**The problem**.
Could you return every record below word for word, leaving out the pictures?

**Input records**.

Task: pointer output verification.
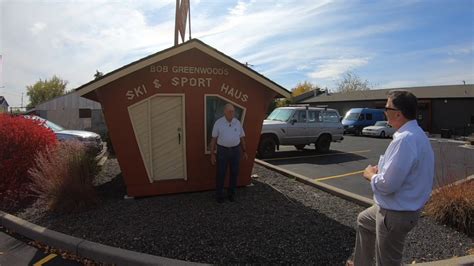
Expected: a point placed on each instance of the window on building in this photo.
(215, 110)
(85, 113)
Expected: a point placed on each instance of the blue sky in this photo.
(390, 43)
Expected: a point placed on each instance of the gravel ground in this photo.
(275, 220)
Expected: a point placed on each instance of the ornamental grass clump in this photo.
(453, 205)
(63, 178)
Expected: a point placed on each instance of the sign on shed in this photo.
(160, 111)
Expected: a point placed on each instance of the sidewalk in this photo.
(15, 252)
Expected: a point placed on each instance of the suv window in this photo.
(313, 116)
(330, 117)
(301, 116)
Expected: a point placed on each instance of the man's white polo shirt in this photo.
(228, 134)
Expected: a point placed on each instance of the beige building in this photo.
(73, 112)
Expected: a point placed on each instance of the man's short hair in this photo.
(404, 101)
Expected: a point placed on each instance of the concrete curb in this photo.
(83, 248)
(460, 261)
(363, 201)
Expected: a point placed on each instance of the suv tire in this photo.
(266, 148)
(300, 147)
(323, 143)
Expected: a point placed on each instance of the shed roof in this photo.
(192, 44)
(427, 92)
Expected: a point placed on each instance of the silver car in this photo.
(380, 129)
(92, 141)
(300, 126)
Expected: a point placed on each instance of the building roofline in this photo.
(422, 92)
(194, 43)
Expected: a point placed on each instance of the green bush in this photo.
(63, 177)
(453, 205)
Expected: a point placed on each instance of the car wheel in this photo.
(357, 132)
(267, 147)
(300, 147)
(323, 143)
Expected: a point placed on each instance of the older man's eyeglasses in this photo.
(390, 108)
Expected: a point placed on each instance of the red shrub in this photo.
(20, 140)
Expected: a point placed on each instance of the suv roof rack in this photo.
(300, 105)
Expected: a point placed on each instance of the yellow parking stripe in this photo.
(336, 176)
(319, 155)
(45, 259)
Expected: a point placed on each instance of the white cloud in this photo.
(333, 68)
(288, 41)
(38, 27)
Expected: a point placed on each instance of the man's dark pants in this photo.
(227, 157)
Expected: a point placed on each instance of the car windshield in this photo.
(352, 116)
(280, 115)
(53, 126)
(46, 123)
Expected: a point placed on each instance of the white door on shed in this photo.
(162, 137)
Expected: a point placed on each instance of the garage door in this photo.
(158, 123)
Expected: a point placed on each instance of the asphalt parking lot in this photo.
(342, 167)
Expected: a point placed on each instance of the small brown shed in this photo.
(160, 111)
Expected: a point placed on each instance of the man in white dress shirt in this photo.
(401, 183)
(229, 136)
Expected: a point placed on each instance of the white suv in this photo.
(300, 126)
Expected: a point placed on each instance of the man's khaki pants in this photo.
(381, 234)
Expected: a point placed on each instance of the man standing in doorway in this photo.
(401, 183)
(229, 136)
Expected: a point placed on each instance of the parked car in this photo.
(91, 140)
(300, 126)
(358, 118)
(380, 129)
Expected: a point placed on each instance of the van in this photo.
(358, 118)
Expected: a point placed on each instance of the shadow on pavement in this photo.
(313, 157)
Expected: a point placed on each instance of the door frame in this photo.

**Response below**.
Task: pointer output verification.
Expected: a point placed on each instance of the window on building in this photo.
(215, 110)
(85, 113)
Expected: a point placed on each instance of the blue sky in this photo.
(390, 43)
Expected: a point placed on each instance of the gravel ground in this photo.
(275, 220)
Expected: a point placed on each instance of the ornamental grass clump in this photo.
(453, 205)
(63, 178)
Expected: a point placed on each instance of the sign on shed in this photo.
(160, 111)
Expected: a point placed on each instance of the sidewalk in this photo.
(15, 252)
Expected: a point placed on each instance of the suv window in this photo.
(313, 116)
(330, 117)
(301, 116)
Expected: a point placed on each instance of the man's white polo shirt in this photo.
(228, 134)
Expected: a point placed on each instance of the beige building in this photo.
(73, 112)
Expected: a point placed on each instance of the man's short hair in this photo.
(404, 101)
Expected: a point placed on each instance of the concrete curb in this photo.
(83, 248)
(460, 261)
(363, 201)
Expected: a point placed on each instance of the suv tire in this photo.
(266, 148)
(300, 147)
(323, 143)
Expected: a point placed on each instance of the shed roof in this photo.
(192, 44)
(427, 92)
Expected: a point placed on each instance of the silver car in this photo.
(380, 129)
(92, 141)
(300, 126)
Expected: a point placed on each instance of the building roofline in this photo.
(422, 92)
(194, 43)
Expected: a point placed on each instance of the green bush in this photo.
(63, 177)
(453, 205)
Expected: a point placed on each instance of the car wheel in this photo.
(357, 132)
(267, 147)
(300, 147)
(323, 143)
Expected: a point placed on each instance of the older man's eyeglasses in this photo.
(390, 108)
Expected: a point placed on each instance of the red shrub in this photo.
(20, 140)
Expected: a point placed on each instance of the suv roof rack in this photo.
(300, 105)
Expected: a point placed on each instance of the yellow parking stripe in this photo.
(336, 176)
(319, 155)
(45, 259)
Expected: a point placed on each instance of the white cloud in this photo.
(333, 68)
(288, 41)
(38, 27)
Expected: a point placed on each instance of the man's dark pants in this photo.
(227, 157)
Expected: a point placed on each instance of the car windshield in this photo.
(352, 116)
(280, 115)
(53, 126)
(46, 123)
Expected: a point placed on each instance of the white door on shed in this photo.
(162, 137)
Expected: a point placed on each instance of the garage door in this photo.
(158, 123)
Expected: a point placed on each instance of the asphalt parking lot in this photo.
(342, 167)
Expected: a point placed on each instance of the small brown shed in this photo.
(160, 111)
Expected: a point placed on each instance of the man in white dress shirt in this photo.
(401, 183)
(229, 136)
Expected: a point placed on each instance of the white suv in this photo.
(300, 126)
Expected: a point placed on each instance of the man's khaki pants in this photo.
(381, 234)
Expected: a point placed on each instance of the man standing in doorway in this photo.
(401, 183)
(229, 136)
Expected: a point placed on each instance of the parked car in this photo.
(91, 140)
(300, 126)
(358, 118)
(380, 129)
Expected: a point placed on each instance of the van in this photo.
(358, 118)
Expected: a point placed on each instance of the shadow on pavement in this photo.
(313, 157)
Expected: a point placed on each instance of the door frame in this photo.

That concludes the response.